• **Task prompt**: Tally the lines of the records below that contain the string "black", with case counting. Reply with the number alone.

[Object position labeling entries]
+ + + + +
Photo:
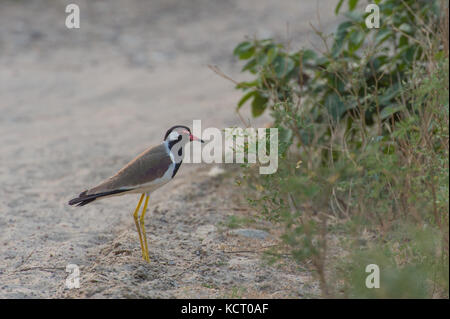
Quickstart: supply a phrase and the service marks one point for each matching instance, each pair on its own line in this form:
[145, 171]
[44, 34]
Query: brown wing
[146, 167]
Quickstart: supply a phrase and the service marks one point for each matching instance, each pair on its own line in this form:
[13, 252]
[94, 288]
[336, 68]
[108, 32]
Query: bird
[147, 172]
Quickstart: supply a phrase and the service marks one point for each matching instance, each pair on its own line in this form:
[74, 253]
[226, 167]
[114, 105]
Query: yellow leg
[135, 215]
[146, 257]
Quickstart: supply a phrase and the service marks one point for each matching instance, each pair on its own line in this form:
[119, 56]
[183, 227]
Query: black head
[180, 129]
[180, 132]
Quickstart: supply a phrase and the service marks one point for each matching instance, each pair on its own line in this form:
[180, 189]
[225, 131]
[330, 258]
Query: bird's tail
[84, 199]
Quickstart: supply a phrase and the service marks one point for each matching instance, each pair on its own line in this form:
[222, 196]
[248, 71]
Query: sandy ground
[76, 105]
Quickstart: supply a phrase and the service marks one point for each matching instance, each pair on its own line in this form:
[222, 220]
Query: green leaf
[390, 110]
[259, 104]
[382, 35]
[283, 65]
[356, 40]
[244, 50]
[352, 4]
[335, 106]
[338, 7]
+ + + + +
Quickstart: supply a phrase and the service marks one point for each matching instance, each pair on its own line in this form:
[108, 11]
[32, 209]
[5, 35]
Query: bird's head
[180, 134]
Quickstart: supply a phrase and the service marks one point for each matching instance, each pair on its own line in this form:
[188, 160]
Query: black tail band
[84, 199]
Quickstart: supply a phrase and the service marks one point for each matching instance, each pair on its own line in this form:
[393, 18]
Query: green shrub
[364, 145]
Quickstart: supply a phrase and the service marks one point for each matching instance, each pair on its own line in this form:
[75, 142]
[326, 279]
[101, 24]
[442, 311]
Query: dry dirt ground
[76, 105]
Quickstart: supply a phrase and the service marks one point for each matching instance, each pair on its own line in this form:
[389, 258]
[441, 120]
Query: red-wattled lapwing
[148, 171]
+ + + + +
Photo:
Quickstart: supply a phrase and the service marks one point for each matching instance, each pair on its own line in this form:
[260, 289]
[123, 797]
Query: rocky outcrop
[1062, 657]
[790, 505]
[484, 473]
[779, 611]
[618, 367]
+ + + + +
• **Answer below**: 2